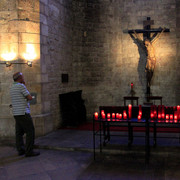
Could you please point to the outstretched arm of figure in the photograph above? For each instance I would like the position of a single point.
(158, 36)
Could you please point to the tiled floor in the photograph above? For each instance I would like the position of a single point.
(68, 155)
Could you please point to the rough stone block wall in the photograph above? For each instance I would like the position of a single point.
(56, 53)
(19, 26)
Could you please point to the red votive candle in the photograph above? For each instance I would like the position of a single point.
(120, 116)
(124, 115)
(163, 116)
(171, 116)
(132, 85)
(117, 115)
(139, 117)
(152, 115)
(159, 116)
(130, 111)
(108, 115)
(103, 115)
(113, 115)
(96, 115)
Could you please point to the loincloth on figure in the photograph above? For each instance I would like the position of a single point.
(150, 64)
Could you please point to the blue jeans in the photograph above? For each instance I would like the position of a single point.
(24, 125)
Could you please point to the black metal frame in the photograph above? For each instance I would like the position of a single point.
(105, 124)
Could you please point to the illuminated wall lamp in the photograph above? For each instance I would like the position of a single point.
(8, 63)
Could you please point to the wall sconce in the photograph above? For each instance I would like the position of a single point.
(9, 63)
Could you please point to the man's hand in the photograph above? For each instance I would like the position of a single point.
(29, 97)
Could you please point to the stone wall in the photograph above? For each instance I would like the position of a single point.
(56, 53)
(19, 30)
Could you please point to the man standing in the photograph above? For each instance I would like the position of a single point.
(20, 97)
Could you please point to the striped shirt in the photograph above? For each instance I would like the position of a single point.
(18, 94)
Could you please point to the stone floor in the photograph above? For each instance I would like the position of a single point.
(68, 155)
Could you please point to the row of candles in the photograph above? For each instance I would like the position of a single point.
(154, 114)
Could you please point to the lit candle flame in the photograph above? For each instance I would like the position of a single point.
(8, 56)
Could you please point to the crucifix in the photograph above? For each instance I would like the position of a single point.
(148, 42)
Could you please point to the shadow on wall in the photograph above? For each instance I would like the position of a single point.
(72, 108)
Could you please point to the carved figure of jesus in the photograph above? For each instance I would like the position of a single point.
(151, 58)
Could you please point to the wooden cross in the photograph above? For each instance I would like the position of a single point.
(147, 34)
(147, 29)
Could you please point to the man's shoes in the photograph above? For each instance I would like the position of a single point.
(20, 153)
(32, 154)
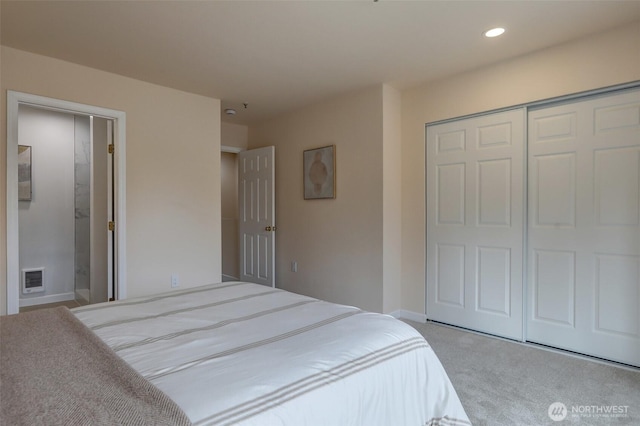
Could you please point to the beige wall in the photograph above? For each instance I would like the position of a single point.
+ + + +
### INSTRUCTIONS FOR THE TASK
Reproduce the part of the rows that opens with the line containing "Could you please point to the man's shoes" and closes with the last of the rows, keeping the requests and scaling every point coordinate in the answers by 1.15, rounded to whole numbers with halves rounded up. Give only that part, and leave the pictures out.

### EXERCISE SOLUTION
Could you please point to the man's shoes in the photograph above? For each instance I would like the position of a single point.
(23, 176)
(37, 177)
Could you please point to the beige wall in the photograph above? For each instance I would like the position of a single point.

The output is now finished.